*Stored data*:
━━━━━━━━━━━━━━━━

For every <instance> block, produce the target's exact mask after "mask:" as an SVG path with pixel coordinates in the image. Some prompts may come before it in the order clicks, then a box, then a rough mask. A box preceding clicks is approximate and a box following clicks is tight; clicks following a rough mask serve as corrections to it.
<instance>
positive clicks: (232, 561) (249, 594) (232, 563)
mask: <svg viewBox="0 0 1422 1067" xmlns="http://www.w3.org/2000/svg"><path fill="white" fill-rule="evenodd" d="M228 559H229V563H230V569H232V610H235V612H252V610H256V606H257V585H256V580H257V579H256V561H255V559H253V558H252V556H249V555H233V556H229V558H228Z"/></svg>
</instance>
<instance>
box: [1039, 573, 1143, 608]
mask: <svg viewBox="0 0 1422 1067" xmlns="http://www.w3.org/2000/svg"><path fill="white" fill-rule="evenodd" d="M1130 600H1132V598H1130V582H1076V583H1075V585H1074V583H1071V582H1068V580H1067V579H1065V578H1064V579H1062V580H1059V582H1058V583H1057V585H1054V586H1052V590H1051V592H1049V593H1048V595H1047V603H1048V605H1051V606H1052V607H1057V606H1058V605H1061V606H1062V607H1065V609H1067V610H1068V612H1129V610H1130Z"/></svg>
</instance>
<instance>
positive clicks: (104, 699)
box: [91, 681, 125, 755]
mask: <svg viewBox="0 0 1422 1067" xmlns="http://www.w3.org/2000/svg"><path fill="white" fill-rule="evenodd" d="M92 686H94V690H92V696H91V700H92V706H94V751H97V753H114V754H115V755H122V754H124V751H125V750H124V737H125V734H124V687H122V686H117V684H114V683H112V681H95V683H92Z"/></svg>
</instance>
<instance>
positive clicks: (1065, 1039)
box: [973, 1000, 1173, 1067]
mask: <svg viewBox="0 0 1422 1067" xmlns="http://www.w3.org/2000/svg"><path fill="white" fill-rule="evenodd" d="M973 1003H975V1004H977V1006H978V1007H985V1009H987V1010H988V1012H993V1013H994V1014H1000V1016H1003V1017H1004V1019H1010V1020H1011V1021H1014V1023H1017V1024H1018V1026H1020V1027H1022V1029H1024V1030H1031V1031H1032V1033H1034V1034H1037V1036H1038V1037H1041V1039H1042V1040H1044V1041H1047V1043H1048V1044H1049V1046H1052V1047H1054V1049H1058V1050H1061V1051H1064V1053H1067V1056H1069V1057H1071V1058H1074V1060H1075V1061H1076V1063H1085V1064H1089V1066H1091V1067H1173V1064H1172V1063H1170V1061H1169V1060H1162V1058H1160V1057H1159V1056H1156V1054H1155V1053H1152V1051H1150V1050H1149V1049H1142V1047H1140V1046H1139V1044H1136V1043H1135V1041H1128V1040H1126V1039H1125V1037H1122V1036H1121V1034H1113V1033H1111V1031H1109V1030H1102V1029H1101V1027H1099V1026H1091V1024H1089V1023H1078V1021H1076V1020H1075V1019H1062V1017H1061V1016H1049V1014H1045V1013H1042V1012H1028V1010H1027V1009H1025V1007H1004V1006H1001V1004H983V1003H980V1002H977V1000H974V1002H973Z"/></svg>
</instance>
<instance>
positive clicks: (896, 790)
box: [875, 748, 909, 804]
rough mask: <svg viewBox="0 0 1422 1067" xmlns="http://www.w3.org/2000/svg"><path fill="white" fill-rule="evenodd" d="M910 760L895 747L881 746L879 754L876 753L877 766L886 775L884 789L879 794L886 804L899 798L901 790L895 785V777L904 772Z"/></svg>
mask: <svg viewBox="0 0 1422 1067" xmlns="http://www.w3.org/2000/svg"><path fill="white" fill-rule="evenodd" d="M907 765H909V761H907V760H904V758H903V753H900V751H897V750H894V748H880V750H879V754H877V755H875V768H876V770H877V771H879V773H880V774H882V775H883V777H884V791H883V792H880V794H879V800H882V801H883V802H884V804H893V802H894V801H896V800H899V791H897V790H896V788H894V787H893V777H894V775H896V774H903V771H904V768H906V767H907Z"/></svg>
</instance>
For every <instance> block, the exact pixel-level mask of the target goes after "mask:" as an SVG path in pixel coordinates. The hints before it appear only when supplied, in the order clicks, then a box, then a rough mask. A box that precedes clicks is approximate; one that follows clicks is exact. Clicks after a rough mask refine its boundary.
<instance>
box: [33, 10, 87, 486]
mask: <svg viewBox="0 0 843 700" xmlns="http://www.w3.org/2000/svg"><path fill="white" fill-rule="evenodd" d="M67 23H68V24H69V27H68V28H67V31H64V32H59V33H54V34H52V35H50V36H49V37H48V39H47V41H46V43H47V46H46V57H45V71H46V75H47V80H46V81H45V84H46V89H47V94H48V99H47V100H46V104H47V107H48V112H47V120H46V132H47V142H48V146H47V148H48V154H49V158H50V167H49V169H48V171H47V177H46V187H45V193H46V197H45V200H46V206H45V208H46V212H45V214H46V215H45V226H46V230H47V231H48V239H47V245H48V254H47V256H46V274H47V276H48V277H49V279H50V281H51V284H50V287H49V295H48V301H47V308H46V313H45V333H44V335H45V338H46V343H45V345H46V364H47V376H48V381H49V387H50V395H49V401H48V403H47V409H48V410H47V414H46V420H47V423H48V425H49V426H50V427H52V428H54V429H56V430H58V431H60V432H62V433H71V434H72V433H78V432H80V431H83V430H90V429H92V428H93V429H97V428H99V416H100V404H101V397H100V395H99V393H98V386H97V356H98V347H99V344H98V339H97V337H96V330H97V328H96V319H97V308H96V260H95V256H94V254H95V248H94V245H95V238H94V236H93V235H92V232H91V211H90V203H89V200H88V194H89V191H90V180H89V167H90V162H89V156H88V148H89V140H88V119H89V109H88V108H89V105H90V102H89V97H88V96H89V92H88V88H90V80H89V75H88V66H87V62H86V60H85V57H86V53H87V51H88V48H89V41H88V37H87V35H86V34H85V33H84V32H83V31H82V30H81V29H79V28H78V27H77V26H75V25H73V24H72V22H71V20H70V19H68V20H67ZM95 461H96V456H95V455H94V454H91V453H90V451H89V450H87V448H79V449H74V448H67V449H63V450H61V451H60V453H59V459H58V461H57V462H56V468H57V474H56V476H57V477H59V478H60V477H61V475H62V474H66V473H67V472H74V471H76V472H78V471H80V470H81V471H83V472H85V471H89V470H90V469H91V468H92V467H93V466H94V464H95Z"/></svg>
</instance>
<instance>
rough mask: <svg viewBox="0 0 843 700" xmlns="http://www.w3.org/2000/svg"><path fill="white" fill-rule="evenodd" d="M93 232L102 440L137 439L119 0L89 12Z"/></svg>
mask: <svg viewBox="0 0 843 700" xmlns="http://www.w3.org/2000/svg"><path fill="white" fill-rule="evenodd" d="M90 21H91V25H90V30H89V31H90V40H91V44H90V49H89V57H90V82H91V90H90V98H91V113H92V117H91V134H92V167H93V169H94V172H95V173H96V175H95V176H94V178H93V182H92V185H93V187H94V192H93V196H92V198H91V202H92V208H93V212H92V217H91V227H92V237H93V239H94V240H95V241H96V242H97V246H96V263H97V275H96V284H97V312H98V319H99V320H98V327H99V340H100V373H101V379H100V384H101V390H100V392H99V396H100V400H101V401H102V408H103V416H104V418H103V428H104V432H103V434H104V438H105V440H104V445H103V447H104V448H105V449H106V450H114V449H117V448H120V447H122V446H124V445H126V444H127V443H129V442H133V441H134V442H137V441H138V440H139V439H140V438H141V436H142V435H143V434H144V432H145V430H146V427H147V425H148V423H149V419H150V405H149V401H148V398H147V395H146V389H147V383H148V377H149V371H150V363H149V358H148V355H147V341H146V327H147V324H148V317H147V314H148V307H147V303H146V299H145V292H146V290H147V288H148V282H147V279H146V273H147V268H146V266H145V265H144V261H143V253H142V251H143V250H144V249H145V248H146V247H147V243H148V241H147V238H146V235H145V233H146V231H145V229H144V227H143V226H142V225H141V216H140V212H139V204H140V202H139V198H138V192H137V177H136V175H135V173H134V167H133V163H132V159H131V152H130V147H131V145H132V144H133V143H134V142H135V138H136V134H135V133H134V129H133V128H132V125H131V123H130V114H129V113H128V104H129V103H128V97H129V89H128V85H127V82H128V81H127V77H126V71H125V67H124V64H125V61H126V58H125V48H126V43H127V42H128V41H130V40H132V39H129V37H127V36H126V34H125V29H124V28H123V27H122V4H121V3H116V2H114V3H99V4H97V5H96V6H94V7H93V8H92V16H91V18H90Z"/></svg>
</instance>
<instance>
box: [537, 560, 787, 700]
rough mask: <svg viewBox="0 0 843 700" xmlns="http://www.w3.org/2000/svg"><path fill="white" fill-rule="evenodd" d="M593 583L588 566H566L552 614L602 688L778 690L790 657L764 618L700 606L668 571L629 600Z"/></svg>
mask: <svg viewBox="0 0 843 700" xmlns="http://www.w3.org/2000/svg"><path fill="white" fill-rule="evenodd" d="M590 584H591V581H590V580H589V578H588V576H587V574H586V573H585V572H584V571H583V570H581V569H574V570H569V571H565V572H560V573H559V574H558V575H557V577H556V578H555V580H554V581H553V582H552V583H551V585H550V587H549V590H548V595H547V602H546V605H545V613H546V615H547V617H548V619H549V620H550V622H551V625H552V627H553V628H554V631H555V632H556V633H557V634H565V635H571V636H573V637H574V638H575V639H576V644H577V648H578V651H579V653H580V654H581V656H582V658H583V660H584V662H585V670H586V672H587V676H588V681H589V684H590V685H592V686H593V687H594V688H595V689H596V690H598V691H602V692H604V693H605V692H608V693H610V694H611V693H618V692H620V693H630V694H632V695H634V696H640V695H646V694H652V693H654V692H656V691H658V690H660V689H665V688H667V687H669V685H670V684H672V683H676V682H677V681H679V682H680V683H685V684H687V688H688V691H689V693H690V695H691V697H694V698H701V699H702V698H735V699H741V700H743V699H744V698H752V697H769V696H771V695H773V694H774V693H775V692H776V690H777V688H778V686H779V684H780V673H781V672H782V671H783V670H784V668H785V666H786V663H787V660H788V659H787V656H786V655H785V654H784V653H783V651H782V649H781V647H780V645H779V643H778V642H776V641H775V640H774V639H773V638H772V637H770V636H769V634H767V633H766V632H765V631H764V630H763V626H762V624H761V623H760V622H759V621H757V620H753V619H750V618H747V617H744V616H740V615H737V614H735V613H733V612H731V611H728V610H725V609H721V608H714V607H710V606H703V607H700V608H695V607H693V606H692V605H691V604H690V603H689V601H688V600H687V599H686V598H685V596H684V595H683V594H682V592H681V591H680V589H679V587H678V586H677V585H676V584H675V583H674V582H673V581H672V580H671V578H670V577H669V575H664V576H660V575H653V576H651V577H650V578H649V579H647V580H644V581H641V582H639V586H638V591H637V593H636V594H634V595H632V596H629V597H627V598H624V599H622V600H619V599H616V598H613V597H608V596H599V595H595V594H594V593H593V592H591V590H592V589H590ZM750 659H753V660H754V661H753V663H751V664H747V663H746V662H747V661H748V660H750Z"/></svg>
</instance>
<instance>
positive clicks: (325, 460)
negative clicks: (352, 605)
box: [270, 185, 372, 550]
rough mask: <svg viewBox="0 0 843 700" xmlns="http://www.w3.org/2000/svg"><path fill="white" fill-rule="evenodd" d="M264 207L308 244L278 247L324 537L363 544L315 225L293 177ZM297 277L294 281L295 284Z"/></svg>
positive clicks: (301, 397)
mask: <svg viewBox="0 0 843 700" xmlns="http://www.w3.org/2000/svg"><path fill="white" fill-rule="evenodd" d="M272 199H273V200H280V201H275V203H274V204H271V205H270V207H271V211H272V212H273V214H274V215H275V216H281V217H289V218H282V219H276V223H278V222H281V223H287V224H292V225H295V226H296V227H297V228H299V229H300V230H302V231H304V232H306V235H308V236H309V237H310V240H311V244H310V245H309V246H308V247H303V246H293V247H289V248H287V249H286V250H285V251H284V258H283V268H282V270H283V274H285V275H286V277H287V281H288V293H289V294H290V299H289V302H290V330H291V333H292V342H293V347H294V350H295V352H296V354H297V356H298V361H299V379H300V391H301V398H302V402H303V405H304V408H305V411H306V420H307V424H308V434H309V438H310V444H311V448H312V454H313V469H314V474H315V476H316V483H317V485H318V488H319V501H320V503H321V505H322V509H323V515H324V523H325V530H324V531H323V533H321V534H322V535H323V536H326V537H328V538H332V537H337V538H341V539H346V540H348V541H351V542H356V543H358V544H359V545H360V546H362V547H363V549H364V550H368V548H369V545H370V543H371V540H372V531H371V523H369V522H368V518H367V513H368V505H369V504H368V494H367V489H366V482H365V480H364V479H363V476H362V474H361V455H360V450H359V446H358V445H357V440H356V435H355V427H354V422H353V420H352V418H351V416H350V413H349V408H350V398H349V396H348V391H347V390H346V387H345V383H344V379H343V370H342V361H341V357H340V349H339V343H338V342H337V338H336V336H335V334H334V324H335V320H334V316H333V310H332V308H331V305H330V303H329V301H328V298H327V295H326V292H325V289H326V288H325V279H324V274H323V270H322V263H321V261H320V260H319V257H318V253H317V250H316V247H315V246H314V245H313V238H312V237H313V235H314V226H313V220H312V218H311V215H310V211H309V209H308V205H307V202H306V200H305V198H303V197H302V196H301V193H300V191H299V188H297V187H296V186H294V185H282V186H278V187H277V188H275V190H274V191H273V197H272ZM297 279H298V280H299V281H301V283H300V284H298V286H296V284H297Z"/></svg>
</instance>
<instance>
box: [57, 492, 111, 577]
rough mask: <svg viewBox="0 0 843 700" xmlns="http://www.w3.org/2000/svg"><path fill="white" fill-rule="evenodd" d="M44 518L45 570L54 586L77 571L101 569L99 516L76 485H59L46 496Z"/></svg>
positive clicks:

━━━━━━━━━━━━━━━━

If a line of the data above holds the string "before", count it, then give only the final number.

*Response to the exercise*:
2